133 milliards de dollars de pertes économiques. Des dizaines de milliers contraints à fuir. Voici l'Amérique post-Roe.
Trois ans après l'annulation de l'arrêt Roe v. Wade par la Cour suprême américaine, les conséquences se révèlent plus désastreuses que prévu. Entre pertes économiques colossales, exodes médicaux et tragédies humaines, le pays vit une crise sanitaire et sociale sans précédent.
Les derniers chiffres sont accablants. Selon le Society of Family Planning, le nombre d'avortements aux États-Unis continue d'augmenter, avec une hausse notable des prescriptions via télémédecine. Environ la moitié de ces avortements à distance sont rendus possibles par les lois protectrices d'États favorables au droit à l'avortement.
L'exode des patientes s'intensifie. L'Institut Guttmacher révèle que 155 000 femmes ont dû quitter leur État en 2024 pour avorter, un chiffre en légère baisse par rapport à 2023 mais presque le double du niveau de 2020. L'Illinois est devenu un refuge crucial pour les habitantes du Sud et du Midwest.

####################

■ **Consigne de travail**:
Relevez toutes les années mentionnées en chiffres dans l'extrait sur l'Amérique post-Roe.

Entrées de données recueillies

####################

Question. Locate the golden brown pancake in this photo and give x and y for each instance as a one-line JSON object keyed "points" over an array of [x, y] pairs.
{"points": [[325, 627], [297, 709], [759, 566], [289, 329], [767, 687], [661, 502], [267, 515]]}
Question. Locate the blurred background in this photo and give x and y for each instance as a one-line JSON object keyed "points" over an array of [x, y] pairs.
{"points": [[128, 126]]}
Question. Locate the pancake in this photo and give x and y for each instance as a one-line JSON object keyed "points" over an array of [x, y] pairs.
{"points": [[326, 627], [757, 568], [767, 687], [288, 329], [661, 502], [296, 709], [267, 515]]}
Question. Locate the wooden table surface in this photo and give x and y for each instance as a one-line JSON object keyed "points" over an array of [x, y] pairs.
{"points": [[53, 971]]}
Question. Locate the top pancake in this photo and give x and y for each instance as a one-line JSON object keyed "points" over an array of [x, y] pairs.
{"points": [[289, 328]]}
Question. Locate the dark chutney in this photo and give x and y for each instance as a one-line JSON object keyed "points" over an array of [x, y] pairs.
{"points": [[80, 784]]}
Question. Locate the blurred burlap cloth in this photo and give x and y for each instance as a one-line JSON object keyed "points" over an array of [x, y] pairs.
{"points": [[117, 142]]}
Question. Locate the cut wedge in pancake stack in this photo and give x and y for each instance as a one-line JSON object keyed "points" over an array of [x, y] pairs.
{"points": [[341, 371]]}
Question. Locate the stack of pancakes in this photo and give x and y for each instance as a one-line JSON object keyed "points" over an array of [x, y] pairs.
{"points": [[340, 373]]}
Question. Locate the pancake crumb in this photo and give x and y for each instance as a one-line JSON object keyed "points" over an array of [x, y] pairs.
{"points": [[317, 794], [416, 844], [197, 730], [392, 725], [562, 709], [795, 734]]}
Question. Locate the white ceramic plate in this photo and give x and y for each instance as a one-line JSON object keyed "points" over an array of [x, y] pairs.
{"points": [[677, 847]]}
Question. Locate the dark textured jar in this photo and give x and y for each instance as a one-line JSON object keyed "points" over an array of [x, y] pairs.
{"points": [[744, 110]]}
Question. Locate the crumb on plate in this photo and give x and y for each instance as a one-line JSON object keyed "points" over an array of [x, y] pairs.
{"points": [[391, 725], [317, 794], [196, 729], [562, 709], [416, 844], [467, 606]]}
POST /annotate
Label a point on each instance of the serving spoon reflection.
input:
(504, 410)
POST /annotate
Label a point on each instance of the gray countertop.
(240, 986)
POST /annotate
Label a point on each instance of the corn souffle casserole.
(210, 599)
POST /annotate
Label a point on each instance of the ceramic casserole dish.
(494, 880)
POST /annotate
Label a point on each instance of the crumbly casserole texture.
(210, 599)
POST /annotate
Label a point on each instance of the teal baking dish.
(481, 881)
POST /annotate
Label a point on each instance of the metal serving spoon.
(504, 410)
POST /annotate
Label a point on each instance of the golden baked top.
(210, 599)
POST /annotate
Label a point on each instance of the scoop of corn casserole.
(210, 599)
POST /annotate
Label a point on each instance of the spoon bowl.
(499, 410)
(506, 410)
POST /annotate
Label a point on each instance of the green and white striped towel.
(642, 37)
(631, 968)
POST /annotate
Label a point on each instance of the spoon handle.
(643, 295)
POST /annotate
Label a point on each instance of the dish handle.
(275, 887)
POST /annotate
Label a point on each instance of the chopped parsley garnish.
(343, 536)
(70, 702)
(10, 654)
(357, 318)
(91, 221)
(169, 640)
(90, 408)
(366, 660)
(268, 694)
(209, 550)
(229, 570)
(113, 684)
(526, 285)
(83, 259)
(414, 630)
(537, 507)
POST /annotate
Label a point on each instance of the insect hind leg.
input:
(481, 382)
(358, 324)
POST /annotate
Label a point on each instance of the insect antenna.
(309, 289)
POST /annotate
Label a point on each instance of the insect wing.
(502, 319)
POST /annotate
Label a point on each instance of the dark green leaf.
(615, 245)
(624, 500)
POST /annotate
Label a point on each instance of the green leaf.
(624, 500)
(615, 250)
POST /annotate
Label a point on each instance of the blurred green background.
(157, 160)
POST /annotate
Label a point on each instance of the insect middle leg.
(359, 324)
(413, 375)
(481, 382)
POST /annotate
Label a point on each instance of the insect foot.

####################

■ **Espace de réponse**:
2024, 2023, 2020